▶ YOUR OBJECTIVE:
Return every line in the records below that contains the string "river". The match is case-sensitive.

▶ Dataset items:
____________________

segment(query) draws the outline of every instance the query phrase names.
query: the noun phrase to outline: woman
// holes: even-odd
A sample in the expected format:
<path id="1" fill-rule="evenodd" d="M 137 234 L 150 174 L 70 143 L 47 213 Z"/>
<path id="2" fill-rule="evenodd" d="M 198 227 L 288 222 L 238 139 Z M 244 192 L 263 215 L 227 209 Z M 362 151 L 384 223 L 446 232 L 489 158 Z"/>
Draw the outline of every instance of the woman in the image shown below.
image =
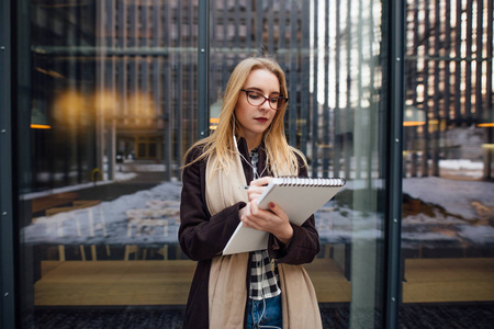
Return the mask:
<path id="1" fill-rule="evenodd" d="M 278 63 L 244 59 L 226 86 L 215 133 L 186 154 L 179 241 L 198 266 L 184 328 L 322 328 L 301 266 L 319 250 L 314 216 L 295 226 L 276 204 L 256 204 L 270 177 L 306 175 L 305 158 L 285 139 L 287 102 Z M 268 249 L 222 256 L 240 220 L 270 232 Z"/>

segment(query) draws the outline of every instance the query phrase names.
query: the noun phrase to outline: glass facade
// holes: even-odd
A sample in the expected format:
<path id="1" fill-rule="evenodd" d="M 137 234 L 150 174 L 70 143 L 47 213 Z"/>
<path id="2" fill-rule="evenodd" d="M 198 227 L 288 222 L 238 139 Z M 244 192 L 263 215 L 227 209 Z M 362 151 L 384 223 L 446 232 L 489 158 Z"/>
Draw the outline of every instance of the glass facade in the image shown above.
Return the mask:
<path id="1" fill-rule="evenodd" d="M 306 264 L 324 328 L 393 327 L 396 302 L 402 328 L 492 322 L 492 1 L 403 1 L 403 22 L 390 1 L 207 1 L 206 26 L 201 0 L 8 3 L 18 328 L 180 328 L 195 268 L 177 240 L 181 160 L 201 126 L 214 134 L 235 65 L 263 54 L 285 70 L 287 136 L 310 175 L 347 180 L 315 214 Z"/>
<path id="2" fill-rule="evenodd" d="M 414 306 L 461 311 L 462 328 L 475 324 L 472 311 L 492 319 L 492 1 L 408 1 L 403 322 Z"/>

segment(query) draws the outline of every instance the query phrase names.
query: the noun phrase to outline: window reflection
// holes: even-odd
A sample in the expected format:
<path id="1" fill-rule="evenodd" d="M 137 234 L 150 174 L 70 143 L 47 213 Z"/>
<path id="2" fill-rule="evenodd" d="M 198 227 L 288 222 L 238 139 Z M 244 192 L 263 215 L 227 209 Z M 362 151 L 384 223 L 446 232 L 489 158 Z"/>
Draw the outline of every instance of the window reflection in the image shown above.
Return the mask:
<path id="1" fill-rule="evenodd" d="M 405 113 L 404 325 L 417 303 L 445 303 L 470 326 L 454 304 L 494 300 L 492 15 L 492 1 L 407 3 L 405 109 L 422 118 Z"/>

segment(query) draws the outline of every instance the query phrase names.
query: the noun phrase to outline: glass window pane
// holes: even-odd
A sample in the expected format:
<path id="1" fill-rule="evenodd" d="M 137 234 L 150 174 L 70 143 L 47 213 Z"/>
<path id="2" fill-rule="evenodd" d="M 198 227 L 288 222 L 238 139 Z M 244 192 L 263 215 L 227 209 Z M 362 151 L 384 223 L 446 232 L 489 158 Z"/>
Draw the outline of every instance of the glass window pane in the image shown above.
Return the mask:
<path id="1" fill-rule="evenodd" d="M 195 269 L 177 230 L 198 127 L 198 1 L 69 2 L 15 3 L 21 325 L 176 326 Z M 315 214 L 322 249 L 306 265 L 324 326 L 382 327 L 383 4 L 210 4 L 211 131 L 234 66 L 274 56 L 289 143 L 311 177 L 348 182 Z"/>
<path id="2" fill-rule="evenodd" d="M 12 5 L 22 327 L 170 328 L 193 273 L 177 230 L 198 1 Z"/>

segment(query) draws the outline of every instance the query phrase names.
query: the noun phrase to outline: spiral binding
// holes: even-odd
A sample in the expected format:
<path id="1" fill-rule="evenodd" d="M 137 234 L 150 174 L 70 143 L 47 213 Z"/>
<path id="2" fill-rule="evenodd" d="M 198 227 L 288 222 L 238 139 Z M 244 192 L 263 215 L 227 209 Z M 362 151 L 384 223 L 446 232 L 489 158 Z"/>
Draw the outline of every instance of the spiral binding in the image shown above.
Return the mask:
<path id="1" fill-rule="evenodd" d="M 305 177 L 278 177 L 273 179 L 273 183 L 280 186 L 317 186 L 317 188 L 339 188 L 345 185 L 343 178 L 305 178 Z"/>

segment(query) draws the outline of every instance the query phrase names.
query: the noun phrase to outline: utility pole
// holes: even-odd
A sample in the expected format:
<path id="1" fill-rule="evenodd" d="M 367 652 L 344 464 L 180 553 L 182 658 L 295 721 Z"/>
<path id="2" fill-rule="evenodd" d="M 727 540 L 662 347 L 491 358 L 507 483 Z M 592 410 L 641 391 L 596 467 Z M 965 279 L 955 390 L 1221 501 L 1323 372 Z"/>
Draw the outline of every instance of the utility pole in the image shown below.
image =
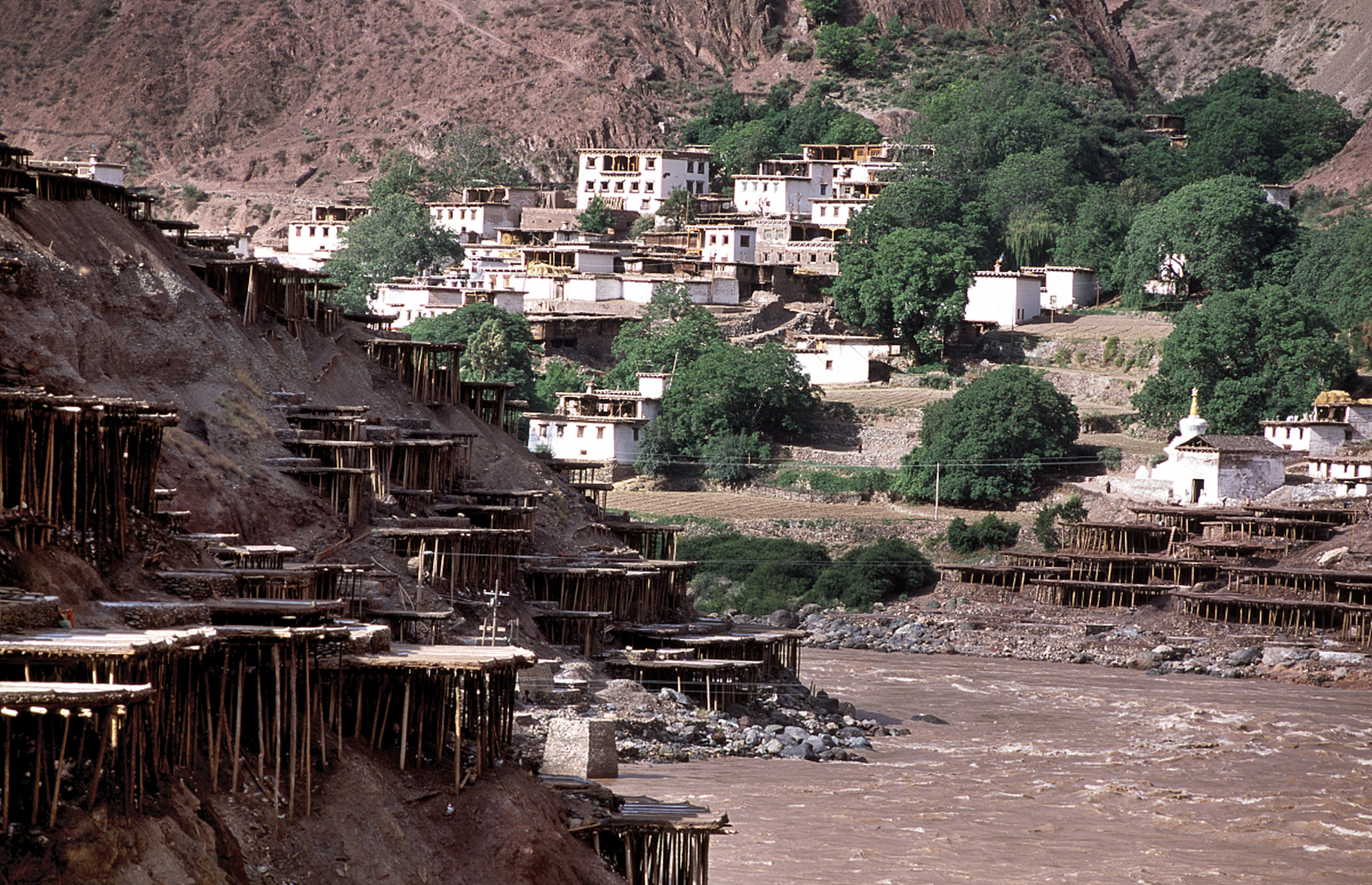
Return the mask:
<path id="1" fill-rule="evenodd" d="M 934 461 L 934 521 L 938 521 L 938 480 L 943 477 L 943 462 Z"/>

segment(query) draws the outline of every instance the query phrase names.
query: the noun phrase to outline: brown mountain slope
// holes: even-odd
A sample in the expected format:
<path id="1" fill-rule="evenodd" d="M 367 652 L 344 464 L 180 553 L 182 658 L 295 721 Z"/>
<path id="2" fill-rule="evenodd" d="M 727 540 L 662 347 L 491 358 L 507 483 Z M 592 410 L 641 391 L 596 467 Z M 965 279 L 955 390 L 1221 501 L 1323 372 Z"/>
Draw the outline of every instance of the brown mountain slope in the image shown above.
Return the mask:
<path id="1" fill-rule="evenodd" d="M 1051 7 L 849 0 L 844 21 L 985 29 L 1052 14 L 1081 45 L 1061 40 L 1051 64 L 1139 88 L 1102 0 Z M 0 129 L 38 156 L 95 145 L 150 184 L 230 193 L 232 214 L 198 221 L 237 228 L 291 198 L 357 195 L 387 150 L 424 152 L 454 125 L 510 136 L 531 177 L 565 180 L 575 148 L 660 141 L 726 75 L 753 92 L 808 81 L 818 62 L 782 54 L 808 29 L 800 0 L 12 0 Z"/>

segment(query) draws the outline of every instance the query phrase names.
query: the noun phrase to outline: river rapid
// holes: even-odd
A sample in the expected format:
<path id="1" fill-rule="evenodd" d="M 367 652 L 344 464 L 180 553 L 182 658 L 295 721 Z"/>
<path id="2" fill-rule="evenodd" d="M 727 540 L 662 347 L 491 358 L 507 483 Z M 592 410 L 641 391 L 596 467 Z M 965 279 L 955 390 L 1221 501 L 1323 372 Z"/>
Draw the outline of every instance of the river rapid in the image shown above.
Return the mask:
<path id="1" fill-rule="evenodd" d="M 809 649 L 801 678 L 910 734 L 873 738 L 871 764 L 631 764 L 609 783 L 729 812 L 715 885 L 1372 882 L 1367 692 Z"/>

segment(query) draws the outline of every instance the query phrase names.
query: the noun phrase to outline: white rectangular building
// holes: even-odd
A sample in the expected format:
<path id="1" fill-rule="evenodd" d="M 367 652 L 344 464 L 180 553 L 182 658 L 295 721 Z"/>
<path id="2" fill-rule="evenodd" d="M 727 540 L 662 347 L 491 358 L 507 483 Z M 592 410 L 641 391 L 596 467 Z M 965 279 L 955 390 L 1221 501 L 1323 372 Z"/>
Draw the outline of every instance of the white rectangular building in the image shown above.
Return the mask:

____________________

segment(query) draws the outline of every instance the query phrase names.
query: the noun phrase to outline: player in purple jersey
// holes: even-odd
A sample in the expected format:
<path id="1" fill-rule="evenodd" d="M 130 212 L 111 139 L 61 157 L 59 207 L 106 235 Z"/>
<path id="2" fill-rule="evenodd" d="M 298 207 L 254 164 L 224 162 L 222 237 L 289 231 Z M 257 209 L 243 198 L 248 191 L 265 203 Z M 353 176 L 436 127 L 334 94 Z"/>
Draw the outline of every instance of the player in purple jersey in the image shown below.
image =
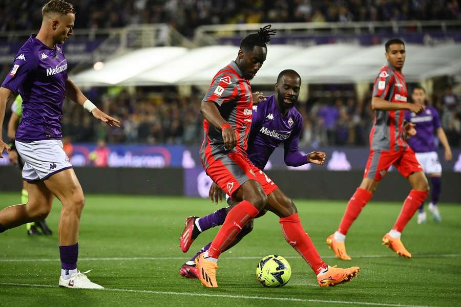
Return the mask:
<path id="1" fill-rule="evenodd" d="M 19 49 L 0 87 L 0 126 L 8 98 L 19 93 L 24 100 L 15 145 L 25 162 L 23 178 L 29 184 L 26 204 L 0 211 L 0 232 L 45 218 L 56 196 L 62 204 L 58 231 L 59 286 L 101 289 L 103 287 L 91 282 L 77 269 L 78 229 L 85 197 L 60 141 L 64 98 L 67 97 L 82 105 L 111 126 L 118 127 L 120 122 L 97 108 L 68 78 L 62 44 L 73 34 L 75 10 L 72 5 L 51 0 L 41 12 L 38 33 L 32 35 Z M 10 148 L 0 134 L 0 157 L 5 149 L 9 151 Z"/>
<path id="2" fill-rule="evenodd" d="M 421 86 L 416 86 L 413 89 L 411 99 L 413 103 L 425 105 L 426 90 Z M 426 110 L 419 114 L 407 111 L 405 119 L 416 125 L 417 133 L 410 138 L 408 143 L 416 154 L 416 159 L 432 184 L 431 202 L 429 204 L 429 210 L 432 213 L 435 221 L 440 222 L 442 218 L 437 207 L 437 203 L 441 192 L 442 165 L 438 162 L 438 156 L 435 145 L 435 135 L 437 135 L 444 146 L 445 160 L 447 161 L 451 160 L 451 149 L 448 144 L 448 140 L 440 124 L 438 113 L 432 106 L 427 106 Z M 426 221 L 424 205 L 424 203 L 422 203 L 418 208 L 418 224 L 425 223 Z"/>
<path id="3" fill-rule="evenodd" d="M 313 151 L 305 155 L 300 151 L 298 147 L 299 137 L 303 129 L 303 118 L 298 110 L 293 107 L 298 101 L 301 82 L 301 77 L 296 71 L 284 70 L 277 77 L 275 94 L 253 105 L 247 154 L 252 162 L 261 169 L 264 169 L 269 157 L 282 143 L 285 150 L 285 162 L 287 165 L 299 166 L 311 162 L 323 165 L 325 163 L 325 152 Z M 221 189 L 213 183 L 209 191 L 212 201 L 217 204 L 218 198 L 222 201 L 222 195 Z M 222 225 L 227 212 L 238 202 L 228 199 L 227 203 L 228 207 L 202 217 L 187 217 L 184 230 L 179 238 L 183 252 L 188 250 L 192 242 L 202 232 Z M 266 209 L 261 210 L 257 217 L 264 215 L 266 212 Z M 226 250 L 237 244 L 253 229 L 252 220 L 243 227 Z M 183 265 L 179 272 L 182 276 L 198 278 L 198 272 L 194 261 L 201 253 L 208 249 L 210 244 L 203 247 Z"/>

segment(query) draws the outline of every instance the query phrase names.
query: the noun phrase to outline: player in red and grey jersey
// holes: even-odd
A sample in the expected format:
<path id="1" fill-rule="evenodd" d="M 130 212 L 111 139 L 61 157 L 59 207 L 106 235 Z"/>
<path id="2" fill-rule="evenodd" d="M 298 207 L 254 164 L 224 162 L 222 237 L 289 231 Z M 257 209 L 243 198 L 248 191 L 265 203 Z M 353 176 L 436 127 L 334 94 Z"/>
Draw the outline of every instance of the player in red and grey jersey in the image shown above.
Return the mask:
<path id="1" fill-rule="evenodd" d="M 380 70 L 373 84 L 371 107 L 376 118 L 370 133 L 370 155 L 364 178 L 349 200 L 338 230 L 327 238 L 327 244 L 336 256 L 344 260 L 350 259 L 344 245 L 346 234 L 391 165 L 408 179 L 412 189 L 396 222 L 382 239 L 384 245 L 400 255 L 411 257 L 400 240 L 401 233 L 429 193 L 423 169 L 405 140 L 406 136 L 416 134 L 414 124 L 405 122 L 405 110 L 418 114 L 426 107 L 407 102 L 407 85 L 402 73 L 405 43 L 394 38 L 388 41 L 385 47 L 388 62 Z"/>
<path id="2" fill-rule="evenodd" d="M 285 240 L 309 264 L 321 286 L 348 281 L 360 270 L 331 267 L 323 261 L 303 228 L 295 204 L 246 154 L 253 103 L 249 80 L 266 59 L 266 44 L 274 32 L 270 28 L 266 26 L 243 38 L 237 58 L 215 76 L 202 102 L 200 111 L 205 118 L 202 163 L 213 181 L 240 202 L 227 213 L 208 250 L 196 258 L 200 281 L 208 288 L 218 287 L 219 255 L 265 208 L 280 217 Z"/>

____________________

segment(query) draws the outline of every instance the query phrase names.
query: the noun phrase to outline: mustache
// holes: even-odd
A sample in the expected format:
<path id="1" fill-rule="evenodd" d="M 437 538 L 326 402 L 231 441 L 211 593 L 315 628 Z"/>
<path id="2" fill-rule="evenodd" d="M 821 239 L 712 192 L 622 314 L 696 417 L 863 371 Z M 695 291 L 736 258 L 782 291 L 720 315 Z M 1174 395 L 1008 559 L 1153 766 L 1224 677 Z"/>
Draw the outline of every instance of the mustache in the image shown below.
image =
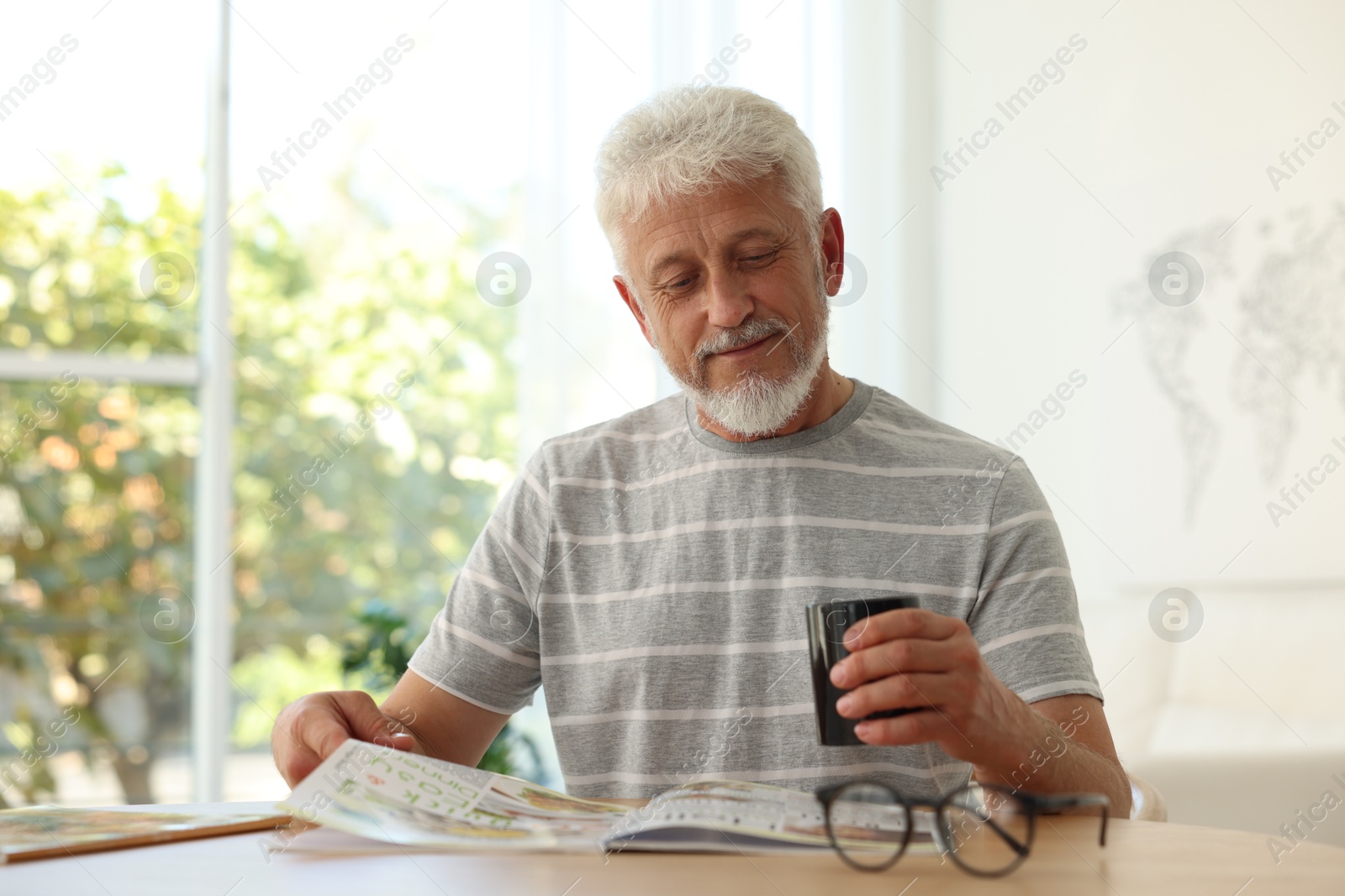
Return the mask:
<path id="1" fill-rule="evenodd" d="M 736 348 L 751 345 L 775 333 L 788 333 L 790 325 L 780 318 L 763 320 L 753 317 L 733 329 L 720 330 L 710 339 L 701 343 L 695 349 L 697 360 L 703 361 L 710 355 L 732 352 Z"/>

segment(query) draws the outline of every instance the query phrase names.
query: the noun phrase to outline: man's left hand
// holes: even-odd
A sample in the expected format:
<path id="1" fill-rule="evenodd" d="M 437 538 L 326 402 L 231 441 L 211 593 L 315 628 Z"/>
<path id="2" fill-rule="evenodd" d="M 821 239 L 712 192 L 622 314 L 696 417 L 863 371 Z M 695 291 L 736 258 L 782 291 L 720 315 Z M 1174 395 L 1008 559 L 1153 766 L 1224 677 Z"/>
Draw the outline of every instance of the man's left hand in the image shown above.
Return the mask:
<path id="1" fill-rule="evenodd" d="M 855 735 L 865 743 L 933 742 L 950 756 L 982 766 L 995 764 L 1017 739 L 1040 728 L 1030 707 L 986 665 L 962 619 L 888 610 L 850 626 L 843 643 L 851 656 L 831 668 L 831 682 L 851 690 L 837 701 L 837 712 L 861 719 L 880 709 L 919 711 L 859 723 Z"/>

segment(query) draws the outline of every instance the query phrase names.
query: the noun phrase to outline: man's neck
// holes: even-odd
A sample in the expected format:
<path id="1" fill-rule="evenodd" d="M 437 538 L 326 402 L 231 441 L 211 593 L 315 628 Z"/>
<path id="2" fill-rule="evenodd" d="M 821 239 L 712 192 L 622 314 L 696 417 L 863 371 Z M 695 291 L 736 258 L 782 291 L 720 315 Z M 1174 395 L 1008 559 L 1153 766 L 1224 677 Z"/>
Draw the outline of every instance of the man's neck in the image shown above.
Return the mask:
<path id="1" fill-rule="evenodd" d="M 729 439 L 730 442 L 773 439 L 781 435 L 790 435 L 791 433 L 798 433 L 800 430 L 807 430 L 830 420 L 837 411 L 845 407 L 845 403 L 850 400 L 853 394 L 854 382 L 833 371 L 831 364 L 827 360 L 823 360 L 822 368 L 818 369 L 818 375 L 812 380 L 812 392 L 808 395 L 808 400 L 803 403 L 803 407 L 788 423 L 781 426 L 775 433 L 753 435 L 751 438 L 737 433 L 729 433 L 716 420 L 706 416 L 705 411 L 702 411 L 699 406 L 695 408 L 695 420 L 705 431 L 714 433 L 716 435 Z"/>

____________________

▶ REPLY TO THE TASK:
query: the noun phrase to outline: river rapid
Draw the outline of every instance of the river rapid in the image shown above.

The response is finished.